My one major complaint is that the film series (and I say series because Moriarty's absence is screamed at us in the final frame, no spoiler) has blown its load a bit early in terms of scale. An underground secret society (again, no spoiler here) is an integral part of the first film, leaving little room for expansion. Where does Ritchie go from here, the Cthulu mythos?

If you came in looking for Hound of the Baskervilles or A Study in Scarlet, you were disappointed, and I'm not terribly sorry for you. Take your snuff-box, pince-nez, and pocketwatch and go back to the 20th century!

(Yes, folks, we're a decade in by now, we can say that stuff).

Rating: Three and a Half Seven-Per-Cent-Solutions out of four.

Something, Something, Something Dark Side: As far as his profession goes, I trust Seth McFarlane to the ends of the earth (not unlike my trust in Bill Belichick or Quentin Tarantino). If something (something, something) is up in the air, I'll give him the benefit of the doubt - he's earned it. So when Fox decided to fork over Sunday evening, I wasn't opposed (and the Cleveland Show turned out to be less shitty than predicted, so hey, credit's due).

But his ventures into Robot Chicken/Mel Brooks territory have been...well, I can't call them failures, but when everything you do is genre-defining, mortal adequacy rings a bit hollow. There's no doubt SSSDS suffers from occasional delusions of grandeur, though (poking fun at Seth Green near the end of the show only makes the unfavorable comparison more painfully stark).

That said...I enjoyed it tremendously. McFarlane goes to absurd lengths to connect with fellow supergeeks (and those with photographic memories), shot-by-shot renderings exactly matching with the parodied film. It almost hinders his work when you start wondering about his priorities. Spaceballs gets credit for its irreverance, Robot Chicken for its transgressiveness (also Admiral Ackbar Cereal); SSSDS lacks both and worships its subject a bit much, but makes up for it with mixes of Family Guy-tinged character humor. Plus, Star Wars deserves some occasional fucking reverence to remind this generation that a world before Jar Jar Binks existed...and it was beautiful.

Rating: Three Giggitywatts out of four.

....

• [GIVEN REQUEST A]
Copy the records word for word, from the line containing "What bounding box contains the window in" through the last line of the records, including both of those lines.
The records have no connection to the text.

Data listing
....

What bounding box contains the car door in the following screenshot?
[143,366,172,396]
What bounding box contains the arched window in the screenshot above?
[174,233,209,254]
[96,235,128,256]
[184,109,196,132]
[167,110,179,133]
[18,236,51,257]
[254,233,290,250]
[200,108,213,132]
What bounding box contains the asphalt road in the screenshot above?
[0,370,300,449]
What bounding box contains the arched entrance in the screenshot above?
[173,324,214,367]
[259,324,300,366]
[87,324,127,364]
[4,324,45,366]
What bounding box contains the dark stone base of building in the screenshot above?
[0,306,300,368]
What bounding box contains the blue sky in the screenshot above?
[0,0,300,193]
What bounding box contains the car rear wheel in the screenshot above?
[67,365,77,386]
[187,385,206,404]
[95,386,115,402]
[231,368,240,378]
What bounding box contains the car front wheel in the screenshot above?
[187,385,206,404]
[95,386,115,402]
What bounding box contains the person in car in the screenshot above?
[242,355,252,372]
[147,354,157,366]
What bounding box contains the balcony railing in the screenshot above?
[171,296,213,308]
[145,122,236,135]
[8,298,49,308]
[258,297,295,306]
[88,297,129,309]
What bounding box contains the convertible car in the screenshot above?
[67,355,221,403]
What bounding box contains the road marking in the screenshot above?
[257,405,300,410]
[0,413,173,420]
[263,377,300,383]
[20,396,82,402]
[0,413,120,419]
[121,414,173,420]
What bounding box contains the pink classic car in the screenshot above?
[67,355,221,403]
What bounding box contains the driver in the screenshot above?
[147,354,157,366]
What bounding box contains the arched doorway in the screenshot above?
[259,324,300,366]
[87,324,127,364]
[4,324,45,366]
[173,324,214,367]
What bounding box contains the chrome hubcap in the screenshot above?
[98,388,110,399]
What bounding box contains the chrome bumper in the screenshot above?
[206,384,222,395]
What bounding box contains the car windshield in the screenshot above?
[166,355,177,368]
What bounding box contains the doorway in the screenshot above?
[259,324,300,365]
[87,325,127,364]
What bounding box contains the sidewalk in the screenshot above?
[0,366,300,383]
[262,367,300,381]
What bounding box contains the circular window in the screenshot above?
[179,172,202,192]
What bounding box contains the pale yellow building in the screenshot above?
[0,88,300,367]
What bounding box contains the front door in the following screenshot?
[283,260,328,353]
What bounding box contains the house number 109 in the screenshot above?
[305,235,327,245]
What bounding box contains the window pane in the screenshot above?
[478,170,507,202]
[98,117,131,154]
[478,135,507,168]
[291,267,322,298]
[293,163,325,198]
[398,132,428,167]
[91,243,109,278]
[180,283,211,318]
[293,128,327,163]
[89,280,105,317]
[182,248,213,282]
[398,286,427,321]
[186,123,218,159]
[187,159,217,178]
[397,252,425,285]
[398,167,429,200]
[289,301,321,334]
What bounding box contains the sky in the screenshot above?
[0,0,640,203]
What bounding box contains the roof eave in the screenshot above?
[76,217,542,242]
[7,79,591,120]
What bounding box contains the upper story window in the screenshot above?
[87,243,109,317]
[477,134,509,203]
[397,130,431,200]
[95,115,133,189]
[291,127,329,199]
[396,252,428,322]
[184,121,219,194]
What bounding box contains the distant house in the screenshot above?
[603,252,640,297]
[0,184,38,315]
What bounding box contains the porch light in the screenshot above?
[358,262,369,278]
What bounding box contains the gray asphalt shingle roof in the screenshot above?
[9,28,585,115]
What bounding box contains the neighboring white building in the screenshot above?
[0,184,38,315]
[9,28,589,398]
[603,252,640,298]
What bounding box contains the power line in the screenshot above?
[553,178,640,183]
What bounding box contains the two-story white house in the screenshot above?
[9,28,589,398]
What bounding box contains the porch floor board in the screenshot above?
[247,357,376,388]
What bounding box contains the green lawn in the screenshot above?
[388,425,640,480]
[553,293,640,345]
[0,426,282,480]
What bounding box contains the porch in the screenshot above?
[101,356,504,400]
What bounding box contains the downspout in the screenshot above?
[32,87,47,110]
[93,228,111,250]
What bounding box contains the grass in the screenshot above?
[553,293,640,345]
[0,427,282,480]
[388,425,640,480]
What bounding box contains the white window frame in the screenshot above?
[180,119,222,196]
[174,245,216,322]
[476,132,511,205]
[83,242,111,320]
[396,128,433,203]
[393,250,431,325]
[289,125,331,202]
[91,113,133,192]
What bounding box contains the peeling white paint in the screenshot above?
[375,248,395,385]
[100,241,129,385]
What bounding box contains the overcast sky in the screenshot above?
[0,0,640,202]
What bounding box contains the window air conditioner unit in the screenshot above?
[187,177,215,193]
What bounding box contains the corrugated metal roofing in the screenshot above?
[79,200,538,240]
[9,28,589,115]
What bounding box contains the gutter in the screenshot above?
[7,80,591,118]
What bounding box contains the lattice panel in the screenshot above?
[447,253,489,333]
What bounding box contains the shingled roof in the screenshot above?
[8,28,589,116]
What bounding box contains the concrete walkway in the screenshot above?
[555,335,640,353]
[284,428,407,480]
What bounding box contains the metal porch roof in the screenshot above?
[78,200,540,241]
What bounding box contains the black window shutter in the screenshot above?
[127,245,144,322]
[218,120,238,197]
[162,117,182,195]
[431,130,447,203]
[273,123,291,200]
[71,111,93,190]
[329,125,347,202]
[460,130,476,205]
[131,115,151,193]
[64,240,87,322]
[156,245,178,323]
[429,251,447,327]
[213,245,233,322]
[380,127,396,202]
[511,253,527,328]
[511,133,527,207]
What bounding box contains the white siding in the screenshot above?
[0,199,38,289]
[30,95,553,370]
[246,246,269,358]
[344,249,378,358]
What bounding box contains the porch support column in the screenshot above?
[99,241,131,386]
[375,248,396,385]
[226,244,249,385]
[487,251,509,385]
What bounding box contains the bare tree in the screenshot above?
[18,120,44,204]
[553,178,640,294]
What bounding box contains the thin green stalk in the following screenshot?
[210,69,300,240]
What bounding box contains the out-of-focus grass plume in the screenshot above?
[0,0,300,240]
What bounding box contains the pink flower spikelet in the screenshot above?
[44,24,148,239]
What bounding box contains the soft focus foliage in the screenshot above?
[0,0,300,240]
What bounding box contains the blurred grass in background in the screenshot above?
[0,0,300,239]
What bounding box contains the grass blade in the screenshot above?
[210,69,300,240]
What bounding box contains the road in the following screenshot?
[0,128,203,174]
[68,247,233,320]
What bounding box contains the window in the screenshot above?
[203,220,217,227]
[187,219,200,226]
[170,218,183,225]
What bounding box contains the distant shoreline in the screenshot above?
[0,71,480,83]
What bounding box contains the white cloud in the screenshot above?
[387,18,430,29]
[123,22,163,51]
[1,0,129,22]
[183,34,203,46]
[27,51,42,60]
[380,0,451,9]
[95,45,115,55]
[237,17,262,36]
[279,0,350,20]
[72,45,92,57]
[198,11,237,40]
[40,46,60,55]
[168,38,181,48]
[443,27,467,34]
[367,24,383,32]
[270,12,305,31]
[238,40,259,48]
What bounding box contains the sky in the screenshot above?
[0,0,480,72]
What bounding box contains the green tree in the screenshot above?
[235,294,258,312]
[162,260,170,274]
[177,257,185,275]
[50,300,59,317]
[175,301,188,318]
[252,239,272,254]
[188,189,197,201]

....

• [GIVEN REQUEST B]
Extend the film and TV reviews, picking up right after their final line.

• [EXPECTED ANSWER A]
What bounding box contains the window in the screenshot above?
[203,220,217,227]
[187,219,200,226]
[170,218,183,225]
What bounding box contains the distant shoreline in the screenshot above?
[0,71,480,83]
What bounding box contains the white cloud in the screenshot above?
[387,18,430,29]
[123,22,163,51]
[1,0,129,22]
[183,34,203,46]
[27,51,42,60]
[380,0,451,9]
[95,45,115,55]
[237,17,262,36]
[279,0,350,20]
[72,45,92,57]
[198,11,237,40]
[40,46,60,55]
[168,38,181,48]
[443,27,467,34]
[367,24,383,32]
[270,12,305,31]
[238,40,259,48]
What bounding box contains the sky in the screenshot above?
[0,0,480,72]
What bounding box contains the green tree in the screenshot above?
[235,294,258,312]
[162,260,170,274]
[177,257,185,275]
[50,300,59,317]
[175,301,188,318]
[252,239,272,254]
[188,189,197,201]

• [EXPECTED ANSWER B]
In Bruges. Not quite a recent film, so I'll cut down on this one. Colin Farrel gives an astoundingly-not-horrible effort as a troubled Irish hitman. Brandon Gleeson and Ralph Fiennes tear it up as, respectively, his partner and boss. Top-notch dialogue, intriguing twist (don't want to give this one away, it's worth a watch), and a central cast turning in some of their best performances ever. The script nearly took Best Original Screenplay away from Milk.

Rating: Three and a half "YOU'RE an inanimate fucking object!"s out of four.

---

Coming up on Fifteen Charisma...
-Recent book purchases
-D&D R&D with B&B

--kd

Saturday, December 19, 2009

On the Suspension of Disbelief: Van Helsing and the Gravity-Defying Rope Swing

Now, let's get something straight - it doesn't take much to win my rapt ttention for a movie. I usually don't like excessive prying or pedantry when it comes to my entertainment, either. But sometimes, hilarious abuses of the laws of physics without any plot justification or explanation deserve to be pointed out.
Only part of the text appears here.